> [Text for analysis]:
--- --- ---
Understanding the current reality within the context of time and space is extremely critical. The time observation form is a powerful tool to facilitate direct observation. The form is instrumental in the identification and understanding of waste elimination and variation reduction opportunities. It’s a staple of kaizen and feedstock for standard work combination sheets and process capacity tables.
If the time observation form is so important, then everyone knows how and when to use it, right? WRONG. Unfortunately, there are a bunch of common mistakes that practitioners regularly make. In no particular order, here’s an incomplete list of time observation mistakes:
- One form for multiple operators. It doesn’t get much more confusing than this. The individual operator’s work sequence and work content can’t be discerned.
- Component tasks not broken down into the smallest observable elements. Summary tasks like, “assemble part” or “room patient” does not give the observer usable insight.
- Incorrect or missing cumulative times. The lap button is on the stopwatch for a reason. And don’t pretend that you’re accurate enough to use decimal points.
- Insufficient number of cycles observed. Unless we’re talking about multi-hour cycles, the observer(s) should observe and document as many as 7 to 10 cycles. How else can you identify variation and understand most repeatable times?
- “Interviewing” operators during the observation. Not a good way to conduct accurate, real-life observations…unless their work normally includes responding to interview questions.
- Improperly determining component task times. No averages and throw out abnormal values (but try to understand them and the reasons for them). Make their sum equal to the lowest cycle time observed. Above all, use common sense.
- Not communicating the what, how and why to the operators and other stakeholders BEFORE the observations are conducted. This is respect for the worker and helps ensure that the observed cycles are reflective of reality (no rushing by someone out to impress the observer, no slow down to taint the observations, etc.).
- Not following the operator. If they leave the immediate area, go and follow them. How else will you directly observe?
- Not using the “Points Observed” column. This is the place on the form where you can record the reasons for abnormal times, variation and capture improvement ideas. These are pearls.
- Not completing the form header. Without this information, later on it may prove difficult to determine who made the observations, what process was being observed and when the observations were made.
So, do you have any additions or corrections to this list of common mistakes?
--- --- ---
> [Extracted records]:

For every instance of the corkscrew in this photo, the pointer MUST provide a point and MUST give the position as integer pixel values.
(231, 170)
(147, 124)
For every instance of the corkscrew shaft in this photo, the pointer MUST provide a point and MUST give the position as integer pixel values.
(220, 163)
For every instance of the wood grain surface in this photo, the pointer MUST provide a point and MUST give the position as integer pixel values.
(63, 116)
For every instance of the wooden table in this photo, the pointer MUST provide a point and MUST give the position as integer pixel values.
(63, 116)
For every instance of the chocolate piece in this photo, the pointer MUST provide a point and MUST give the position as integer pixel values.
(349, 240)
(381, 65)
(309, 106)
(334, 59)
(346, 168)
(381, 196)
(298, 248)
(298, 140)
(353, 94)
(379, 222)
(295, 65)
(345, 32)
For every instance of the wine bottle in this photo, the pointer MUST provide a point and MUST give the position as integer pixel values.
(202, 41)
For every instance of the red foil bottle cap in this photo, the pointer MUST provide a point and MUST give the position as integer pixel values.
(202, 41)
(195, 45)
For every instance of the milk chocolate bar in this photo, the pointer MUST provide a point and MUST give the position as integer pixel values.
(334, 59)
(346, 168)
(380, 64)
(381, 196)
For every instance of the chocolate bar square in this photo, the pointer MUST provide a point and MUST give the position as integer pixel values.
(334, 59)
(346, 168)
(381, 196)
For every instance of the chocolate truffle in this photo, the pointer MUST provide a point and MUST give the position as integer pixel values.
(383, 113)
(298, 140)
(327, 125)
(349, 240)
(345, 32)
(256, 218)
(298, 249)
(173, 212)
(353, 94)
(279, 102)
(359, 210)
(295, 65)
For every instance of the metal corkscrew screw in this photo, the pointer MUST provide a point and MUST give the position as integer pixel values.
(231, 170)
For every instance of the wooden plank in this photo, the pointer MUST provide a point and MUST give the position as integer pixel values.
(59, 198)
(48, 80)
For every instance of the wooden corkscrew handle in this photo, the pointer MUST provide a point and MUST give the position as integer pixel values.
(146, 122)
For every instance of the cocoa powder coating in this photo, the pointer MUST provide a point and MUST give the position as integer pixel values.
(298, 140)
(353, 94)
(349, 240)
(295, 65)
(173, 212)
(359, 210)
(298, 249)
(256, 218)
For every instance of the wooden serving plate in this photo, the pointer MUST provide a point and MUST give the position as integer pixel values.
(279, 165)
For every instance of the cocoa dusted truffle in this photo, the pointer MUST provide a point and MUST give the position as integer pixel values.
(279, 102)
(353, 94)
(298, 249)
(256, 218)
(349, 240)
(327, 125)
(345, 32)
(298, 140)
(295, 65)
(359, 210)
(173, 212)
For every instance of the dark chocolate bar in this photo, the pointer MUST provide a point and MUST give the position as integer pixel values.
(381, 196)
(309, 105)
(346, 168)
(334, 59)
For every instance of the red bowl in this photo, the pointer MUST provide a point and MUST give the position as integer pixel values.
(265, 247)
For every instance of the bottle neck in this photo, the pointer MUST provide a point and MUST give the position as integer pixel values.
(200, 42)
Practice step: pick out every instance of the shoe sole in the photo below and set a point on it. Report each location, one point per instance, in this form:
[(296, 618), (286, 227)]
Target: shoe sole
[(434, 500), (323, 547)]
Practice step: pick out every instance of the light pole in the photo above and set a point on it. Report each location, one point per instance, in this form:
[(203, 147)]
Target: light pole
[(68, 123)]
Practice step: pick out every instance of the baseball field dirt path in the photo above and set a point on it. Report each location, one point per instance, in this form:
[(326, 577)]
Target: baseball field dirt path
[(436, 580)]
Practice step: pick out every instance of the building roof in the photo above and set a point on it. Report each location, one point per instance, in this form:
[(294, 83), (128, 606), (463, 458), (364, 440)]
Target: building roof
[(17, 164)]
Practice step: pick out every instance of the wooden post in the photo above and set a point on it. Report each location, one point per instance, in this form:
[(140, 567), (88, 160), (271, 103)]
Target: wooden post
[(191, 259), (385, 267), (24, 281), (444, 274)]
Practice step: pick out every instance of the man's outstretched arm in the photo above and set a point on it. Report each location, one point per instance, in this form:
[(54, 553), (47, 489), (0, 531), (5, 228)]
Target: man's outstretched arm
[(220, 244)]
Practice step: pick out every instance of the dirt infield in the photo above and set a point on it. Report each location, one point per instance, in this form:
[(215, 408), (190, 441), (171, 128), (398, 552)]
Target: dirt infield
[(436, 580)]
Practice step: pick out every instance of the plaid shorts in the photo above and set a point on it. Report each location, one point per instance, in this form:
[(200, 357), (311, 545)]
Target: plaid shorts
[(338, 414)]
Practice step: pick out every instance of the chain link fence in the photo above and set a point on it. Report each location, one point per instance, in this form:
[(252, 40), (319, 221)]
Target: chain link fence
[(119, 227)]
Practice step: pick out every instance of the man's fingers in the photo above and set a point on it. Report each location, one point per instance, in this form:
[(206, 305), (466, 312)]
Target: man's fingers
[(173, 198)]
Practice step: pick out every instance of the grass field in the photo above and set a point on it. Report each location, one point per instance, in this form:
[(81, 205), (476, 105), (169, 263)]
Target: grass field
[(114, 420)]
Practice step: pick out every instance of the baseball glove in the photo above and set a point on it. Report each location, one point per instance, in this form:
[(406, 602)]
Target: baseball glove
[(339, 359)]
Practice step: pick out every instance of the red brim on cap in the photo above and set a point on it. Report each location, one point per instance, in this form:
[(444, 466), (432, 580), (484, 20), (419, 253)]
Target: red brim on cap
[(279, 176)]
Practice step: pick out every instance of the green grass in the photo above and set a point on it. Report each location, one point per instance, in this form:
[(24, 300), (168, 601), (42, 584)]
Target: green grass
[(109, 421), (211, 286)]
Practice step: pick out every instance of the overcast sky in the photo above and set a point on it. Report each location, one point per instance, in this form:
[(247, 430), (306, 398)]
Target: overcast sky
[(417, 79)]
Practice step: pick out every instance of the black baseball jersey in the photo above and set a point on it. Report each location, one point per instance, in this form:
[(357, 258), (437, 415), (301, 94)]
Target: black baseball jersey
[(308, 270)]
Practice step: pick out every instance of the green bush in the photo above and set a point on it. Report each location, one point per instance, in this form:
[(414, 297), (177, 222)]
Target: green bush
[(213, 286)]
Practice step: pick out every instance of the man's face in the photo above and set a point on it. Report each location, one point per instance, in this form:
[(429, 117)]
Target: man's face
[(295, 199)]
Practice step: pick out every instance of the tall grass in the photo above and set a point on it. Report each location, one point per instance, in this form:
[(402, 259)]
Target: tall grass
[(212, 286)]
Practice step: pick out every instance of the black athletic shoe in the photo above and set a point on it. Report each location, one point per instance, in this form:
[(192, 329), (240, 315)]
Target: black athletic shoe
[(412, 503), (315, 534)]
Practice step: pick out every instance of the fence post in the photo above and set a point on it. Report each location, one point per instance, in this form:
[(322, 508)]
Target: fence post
--- --- ---
> [Task statement]: Reproduce word for word the part of the text on time observation mistakes that starts at "- Not completing" and ends after "observations were made.".

> [Task answer]:
- Not completing the form header. Without this information, later on it may prove difficult to determine who made the observations, what process was being observed and when the observations were made.